──────── Source extract ────────

David Bowie: Finding Fame, BBC Two review - the most touching instalment of Francis Whately's trilogy | reviews, news & interviews
David Bowie: Finding Fame, BBC Two review - the most touching instalment of Francis Whately's trilogy
David Bowie: Finding Fame, BBC Two review - the most touching instalment of Francis Whately's trilogy
Bowie’s long and slow climb to the top gets the documentary it deserves
Even the most ardent Bowie fan might dismissively sum up their idol's pre-fame years with just these three words: The Laughing Gnome.
But he needn't have worried. The Bowie he uncovered turned out to be just as compulsive in his greed for creating identities, just as keen to move on from one musical style to the next, and just as difficult to pin down as a flesh and blood human being as any of the man’s later incarnations.

──────── Material provided ────────

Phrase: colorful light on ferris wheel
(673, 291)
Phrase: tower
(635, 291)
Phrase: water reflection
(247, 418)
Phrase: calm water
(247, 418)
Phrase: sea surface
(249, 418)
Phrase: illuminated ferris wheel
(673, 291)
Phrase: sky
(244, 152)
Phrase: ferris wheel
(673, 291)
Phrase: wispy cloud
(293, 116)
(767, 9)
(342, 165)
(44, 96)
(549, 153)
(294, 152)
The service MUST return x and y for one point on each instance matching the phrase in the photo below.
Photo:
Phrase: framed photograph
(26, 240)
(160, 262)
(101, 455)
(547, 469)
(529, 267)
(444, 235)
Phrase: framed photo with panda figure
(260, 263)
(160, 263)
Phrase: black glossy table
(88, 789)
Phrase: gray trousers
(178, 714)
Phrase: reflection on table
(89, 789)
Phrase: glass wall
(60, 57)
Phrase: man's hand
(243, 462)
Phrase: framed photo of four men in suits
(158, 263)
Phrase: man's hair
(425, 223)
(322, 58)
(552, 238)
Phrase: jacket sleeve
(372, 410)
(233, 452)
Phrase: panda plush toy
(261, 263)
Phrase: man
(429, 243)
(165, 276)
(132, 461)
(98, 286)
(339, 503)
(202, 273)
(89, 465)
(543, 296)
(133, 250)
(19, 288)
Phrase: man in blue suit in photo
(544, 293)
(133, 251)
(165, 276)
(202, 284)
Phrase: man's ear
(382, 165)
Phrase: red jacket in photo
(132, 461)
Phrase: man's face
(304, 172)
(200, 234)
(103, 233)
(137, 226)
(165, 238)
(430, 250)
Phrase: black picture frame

────────
──────── Material provided ────────

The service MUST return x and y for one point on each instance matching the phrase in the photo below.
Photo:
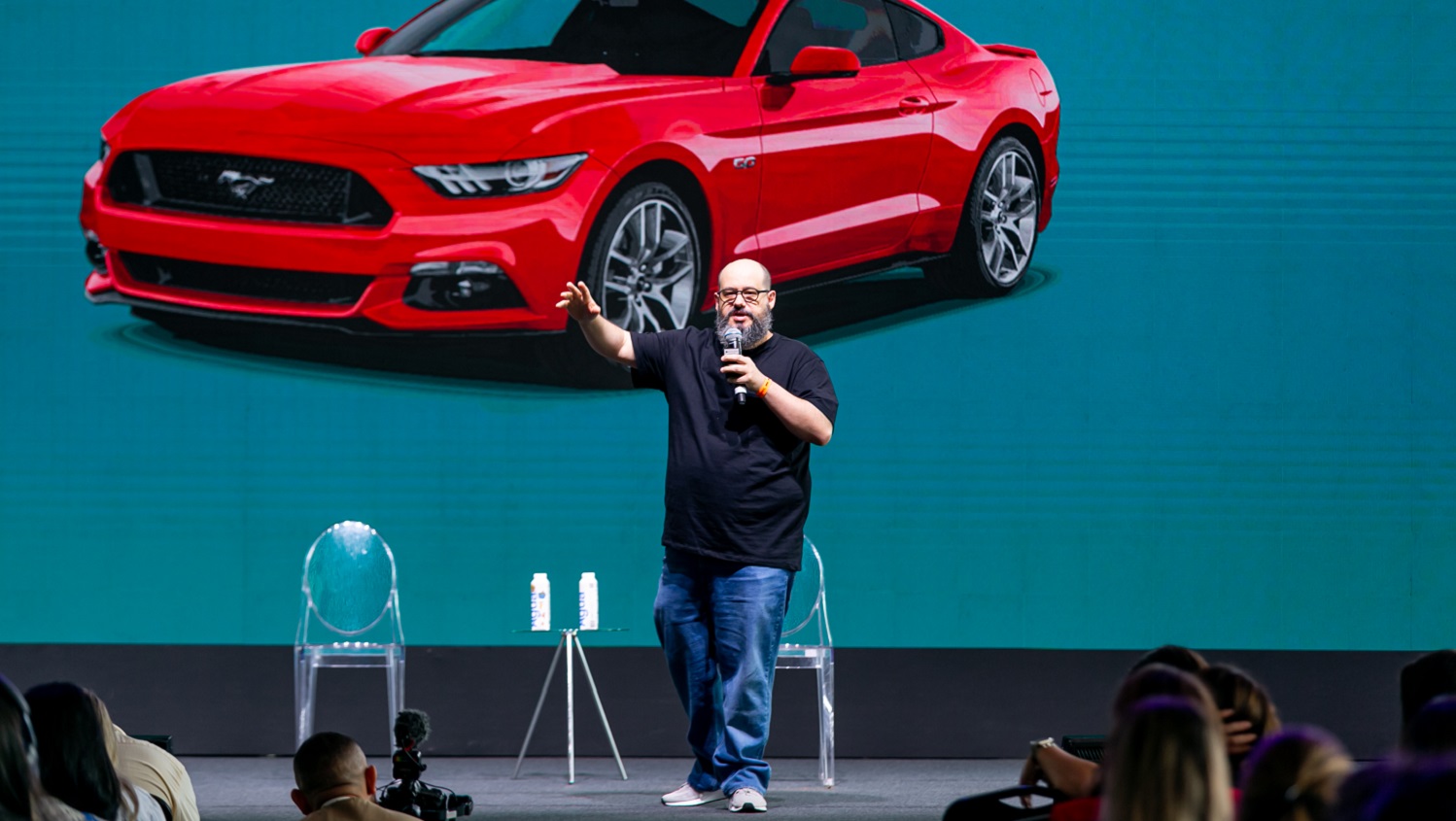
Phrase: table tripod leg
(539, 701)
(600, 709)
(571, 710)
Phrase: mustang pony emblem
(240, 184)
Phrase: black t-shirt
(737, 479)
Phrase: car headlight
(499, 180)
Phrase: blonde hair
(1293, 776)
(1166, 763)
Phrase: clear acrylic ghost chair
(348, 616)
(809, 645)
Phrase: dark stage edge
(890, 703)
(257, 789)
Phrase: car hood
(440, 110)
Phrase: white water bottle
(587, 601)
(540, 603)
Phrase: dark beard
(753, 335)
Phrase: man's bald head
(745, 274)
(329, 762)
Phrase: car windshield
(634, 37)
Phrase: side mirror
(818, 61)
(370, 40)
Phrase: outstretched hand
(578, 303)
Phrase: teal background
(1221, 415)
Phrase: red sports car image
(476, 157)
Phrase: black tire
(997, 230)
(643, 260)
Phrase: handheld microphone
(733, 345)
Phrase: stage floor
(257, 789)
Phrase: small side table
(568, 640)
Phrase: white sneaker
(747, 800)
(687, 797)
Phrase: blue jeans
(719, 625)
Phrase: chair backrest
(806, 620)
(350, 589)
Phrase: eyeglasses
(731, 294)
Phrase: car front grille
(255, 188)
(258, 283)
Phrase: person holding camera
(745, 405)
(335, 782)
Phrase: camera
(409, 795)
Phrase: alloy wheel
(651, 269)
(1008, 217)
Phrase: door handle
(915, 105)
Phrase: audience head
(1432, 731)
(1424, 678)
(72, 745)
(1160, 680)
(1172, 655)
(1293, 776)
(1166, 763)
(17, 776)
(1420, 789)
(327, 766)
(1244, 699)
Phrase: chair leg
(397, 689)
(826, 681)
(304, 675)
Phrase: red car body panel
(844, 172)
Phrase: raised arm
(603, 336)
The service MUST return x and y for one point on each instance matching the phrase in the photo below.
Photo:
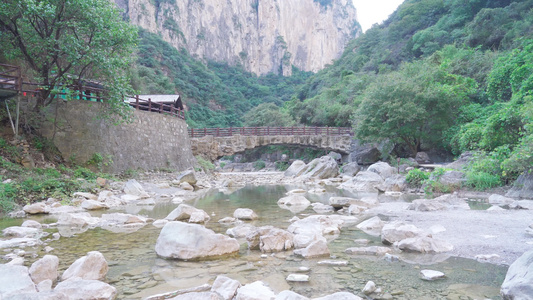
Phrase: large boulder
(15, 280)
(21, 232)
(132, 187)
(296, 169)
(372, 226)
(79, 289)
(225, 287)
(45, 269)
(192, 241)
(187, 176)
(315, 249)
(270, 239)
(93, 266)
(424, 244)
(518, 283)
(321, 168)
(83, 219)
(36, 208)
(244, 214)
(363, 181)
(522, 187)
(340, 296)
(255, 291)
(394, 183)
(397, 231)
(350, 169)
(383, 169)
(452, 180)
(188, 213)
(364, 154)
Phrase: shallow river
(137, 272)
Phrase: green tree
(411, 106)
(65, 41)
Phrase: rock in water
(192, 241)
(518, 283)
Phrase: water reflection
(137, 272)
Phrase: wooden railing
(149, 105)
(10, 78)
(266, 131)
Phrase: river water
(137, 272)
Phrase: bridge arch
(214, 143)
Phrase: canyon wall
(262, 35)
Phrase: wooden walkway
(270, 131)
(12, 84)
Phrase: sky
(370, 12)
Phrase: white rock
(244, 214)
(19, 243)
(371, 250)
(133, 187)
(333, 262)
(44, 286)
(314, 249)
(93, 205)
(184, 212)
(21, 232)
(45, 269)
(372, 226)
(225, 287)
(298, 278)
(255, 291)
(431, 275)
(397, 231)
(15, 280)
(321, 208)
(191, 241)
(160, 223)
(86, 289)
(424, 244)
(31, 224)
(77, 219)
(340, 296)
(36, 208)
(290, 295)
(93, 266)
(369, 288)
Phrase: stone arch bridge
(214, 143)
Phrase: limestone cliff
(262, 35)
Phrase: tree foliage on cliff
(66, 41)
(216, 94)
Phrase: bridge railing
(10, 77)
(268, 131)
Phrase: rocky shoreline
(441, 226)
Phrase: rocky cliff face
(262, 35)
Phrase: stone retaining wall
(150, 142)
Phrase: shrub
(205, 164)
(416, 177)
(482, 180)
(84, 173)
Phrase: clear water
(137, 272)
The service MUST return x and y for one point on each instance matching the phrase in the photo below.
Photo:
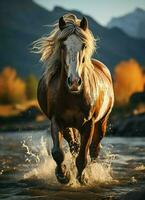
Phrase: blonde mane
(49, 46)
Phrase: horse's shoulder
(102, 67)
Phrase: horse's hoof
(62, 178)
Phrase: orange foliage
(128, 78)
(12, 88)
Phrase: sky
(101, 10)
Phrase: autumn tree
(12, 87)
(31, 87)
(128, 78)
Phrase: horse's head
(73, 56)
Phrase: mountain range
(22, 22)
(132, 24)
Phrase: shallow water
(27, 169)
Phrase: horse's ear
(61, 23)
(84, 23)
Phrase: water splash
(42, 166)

────────

Exercise task:
Pick up the Bowie documentary review above with a few more sentences that follow on from its last line.

Result for this task:
Actually no, scrap that last point. Whately arguably does get closer to who the flesh and blood David Jones really was than anyone has previously, largely thanks to securing interviews with an elusive cousin and a just as elusive first love. These two charming women, speaking to camera about Bowie for the first time, gave us a glimpse of the boy and the young man as a playful but deeply insecure individual motivated by an overriding need for fame and escape from his oppressive suburban home (pictured above, David Jones circa 1965).
Cousin Kristina Amadeus recalls young Master Jones regularly amusing her by donning a flowerpot to mimic The Flower Pot Men (a popular children’s TV series at the time). And ballet dancer and girlfriend Hermione Farthingale rather telling describes the man she fell in love with within five minutes of meeting him as looking about eight years old: "I had to keep reminding myself he was actually twenty-one." She enigmatically concludes, "But he wasn’t lost, he just wasn’t found either."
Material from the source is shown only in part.